## Exercise 1
Print the forum post about Pascal and FORTRAN exactly as it appears, from its first line to its last.
## START Document section
Of course ALGOL easily matches this claim. Proof: Knuth's TeX was written in
Pascal.

Not to mention everything that was written in FORTRAN.

> I still occasionally run programs originally written in 1981 for a single-
> processor 16-bit PDP-11 with 64k of RAM per program, and they're still
> efficient

Try to check when most of the FORTRAN libraries still used today were written.
Some -- decades before 1980.

See also how long FORTRAN compilers generated faster scientific code than C --
for decades after C appeared. You can also find why:

<http://en.wikipedia.org/wiki/Pointer_aliasing>

> "Why Pascal is Not My Favorite Programming Language"

The paper, as far as I remember, doesn't claim impossibility of writing useful
software, mainly laments for the lack of return, break, continue constructs,
which are convenient to have but not real show-stoppers. Note also that Pascal
standard features are just to be a "learner's language" not a "system
language" -- for which there were working compilers and uses before C.
## END Document section
## START Material provided
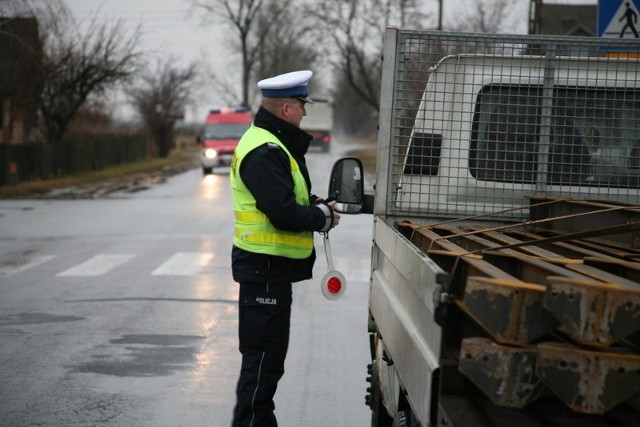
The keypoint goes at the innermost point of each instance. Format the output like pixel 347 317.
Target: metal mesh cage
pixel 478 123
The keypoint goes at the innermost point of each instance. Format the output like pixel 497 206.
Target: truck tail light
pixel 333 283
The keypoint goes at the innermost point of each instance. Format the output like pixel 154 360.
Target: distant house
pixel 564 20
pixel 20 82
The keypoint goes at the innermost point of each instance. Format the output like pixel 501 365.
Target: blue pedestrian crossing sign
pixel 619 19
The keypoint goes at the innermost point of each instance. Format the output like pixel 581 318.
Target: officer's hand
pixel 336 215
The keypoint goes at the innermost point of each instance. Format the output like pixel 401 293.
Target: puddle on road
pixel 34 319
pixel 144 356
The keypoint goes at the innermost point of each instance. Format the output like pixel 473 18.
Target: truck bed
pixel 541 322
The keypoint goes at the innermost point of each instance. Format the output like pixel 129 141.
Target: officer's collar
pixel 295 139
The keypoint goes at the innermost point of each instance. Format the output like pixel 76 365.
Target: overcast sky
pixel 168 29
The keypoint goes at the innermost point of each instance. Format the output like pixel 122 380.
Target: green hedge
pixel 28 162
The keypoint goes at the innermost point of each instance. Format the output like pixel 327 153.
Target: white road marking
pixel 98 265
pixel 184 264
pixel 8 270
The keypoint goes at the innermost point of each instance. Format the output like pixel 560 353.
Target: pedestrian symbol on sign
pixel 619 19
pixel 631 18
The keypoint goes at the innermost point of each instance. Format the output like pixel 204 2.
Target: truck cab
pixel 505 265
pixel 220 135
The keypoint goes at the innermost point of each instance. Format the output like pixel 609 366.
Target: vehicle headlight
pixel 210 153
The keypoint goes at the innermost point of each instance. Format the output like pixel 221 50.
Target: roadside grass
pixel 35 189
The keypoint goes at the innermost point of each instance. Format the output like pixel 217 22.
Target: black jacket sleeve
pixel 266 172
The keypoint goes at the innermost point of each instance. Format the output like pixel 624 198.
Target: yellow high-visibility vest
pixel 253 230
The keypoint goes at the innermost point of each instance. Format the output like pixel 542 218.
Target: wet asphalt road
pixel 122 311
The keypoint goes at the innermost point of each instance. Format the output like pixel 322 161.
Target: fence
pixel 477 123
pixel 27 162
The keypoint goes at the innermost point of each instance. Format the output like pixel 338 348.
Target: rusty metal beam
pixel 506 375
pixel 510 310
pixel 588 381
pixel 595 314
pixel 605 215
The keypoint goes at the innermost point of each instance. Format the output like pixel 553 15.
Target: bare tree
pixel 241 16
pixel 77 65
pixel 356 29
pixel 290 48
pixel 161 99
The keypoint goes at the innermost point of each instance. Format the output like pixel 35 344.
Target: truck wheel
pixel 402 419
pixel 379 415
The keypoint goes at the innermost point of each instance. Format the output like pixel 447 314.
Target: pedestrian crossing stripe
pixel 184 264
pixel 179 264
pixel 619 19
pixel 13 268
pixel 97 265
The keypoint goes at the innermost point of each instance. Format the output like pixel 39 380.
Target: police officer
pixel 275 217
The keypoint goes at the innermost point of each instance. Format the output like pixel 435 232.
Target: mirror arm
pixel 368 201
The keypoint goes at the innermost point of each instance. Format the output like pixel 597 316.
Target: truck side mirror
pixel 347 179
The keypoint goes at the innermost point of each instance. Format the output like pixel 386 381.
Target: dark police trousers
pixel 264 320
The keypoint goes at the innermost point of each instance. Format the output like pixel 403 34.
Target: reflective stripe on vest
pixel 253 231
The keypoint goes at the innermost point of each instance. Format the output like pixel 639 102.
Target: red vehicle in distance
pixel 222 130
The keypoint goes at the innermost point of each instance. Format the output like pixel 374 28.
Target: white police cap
## END Material provided
## Exercise 2
Update the entries from the line containing "pixel 129 141." through the line containing "pixel 168 29", inclusive, changing "overcast sky" to "cloudy sky" and leaving everything else unchanged. Return only those lines.

## Final answer 1
Of course ALGOL easily matches this claim. Proof: Knuth's TeX was written in
Pascal.

Not to mention everything that was written in FORTRAN.

> I still occasionally run programs originally written in 1981 for a single-
> processor 16-bit PDP-11 with 64k of RAM per program, and they're still
> efficient

Try to check when most of the FORTRAN libraries still used today were written.
Some -- decades before 1980.

See also how long FORTRAN compilers generated faster scientific code than C --
for decades after C appeared. You can also find why:

<http://en.wikipedia.org/wiki/Pointer_aliasing>

> "Why Pascal is Not My Favorite Programming Language"

The paper, as far as I remember, doesn't claim impossibility of writing useful
software, mainly laments for the lack of return, break, continue constructs,
which are convenient to have but not real show-stoppers. Note also that Pascal
standard features are just to be a "learner's language" not a "system
language" -- for which there were working compilers and uses before C.

## Final answer 2
The keypoint goes at the innermost point of each instance. Format the output like pixel 129 141.
Target: officer's collar
pixel 295 139
The keypoint goes at the innermost point of each instance. Format the output like pixel 76 365.
Target: cloudy sky
pixel 168 29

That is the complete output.